* **REQUIREMENT A**
Answer these questions about the mailing-list post on performative contradiction:
(i) According to the quoted definition, a performative contradiction lies between what two things?
(ii) What variant of example 2 does the reply say would doubtless be some kind of contradiction?
(iii) How does the reply say example 1 may be rewritten?

[lit-ideas] Re: Can, logically, there be any such thing as a "performative contradiction"?

  • From: Donal McEvoy <donalmcevoyuk@xxxxxxxxxxx>
  • To: lit-ideas@xxxxxxxxxxxxx
  • Date: Sat, 30 May 2009 21:22:13 +0000 (GMT)



--- On Sat, 30/5/09, Walter C. Okshevsky <wokshevs@xxxxxx> wrote:

> A
> performative
> contradiction is a contradiction not between 2 propositions
> as in a logical
> contradiction but rather between (the semantic content of)
> a proposition and
> the act of asserting it. Examples: 
> 
> 1. "All truth is relative." 
> 
> 2. "I speak no English."
> 
> 3. N is a universalizable norm (judgement) but the views of
> Russians from
> Volgograd are not included in the discourse. 

1. and 2. are logically different imo. 

"2." would, arguably, fit the criterion "a contradiction.....between (the 
semantic content of) a proposition and the act of asserting it". I say arguably 
to acknowledge some possible quibbles: someone who is unable to speak might 
write [and thereby assert it through an act] "I speak no English" without 
contradiction. But a variant of 2. like "I am unable to express or assert 
anything in English" would doubtless be some kind of contradiction.

"1." is different. One may be re-written as "All truth is relative (including 
the 'truth' of this claim)." This claim may be self-defeating as a truth-claim, 
since it denies its own absolute truth, but it is more problematic to conclude 
that it is any kind of contradiction.

* **PROVIDED DATA**
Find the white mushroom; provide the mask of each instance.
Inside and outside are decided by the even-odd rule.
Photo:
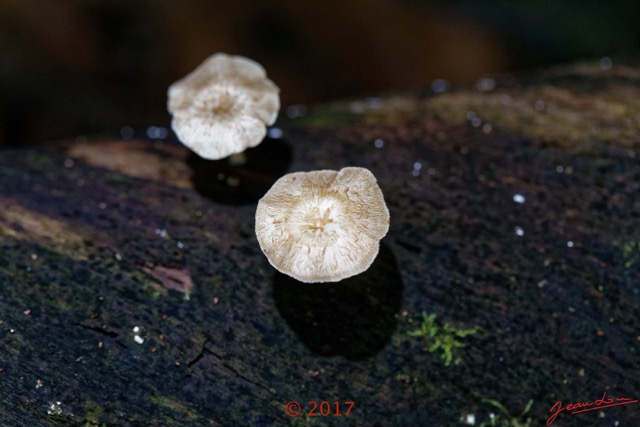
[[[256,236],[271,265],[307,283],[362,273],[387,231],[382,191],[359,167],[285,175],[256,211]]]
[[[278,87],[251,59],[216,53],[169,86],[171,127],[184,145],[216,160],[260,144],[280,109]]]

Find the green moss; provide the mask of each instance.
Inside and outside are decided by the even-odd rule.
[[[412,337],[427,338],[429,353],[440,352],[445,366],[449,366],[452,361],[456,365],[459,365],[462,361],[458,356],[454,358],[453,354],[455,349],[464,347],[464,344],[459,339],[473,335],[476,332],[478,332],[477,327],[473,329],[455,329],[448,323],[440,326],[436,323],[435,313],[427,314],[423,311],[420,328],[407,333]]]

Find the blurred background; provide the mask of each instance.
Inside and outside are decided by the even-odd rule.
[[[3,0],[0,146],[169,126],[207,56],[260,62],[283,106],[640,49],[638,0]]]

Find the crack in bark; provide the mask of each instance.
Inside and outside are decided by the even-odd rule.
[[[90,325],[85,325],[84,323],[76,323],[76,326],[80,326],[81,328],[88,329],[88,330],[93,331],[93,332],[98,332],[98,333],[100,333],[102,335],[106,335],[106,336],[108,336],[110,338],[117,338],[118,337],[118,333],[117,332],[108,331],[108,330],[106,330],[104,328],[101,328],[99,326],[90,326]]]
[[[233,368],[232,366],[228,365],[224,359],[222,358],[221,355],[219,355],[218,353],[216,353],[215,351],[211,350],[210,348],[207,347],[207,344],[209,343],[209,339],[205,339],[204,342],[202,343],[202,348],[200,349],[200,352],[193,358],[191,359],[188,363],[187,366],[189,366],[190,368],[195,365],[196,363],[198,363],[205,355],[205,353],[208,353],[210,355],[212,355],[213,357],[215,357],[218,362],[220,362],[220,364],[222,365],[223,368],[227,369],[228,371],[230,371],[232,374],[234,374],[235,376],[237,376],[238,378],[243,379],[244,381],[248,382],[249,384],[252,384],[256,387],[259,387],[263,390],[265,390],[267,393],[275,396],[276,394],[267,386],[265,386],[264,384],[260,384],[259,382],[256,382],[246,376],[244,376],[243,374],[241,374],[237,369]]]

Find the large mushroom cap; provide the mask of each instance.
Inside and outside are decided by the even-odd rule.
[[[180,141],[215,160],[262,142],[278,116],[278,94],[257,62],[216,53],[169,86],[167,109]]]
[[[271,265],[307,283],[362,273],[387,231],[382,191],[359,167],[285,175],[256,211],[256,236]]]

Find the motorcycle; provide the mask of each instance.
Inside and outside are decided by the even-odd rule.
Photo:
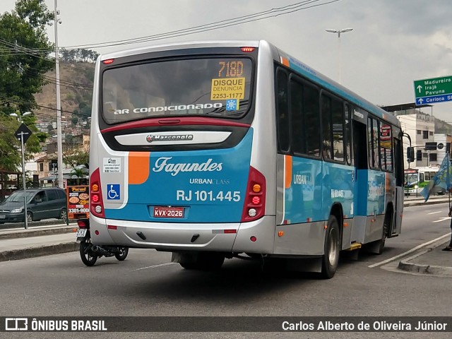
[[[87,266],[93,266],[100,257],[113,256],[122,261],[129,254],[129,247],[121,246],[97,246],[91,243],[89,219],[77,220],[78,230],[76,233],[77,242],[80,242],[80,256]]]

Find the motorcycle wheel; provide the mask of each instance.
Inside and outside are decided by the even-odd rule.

* **REQUIREMENT B**
Which lines of the entries contain the word "instance"? Show each of them.

* **TASK OUTPUT A**
(i) Between (the semantic content of) a proposition and the act of asserting it.
(ii) "I am unable to express or assert anything in English"
(iii) "All truth is relative (including the 'truth' of this claim)."

* **TASK OUTPUT B**
Find the white mushroom; provide the mask of each instance.
Find the green moss; provide the mask of each instance.
Find the blurred background; provide the mask of each instance.
Find the crack in bark; provide the mask of each instance.
Find the large mushroom cap; provide the mask of each instance.
Find the motorcycle; provide the mask of each instance.
Find the motorcycle wheel; provide the mask of each instance.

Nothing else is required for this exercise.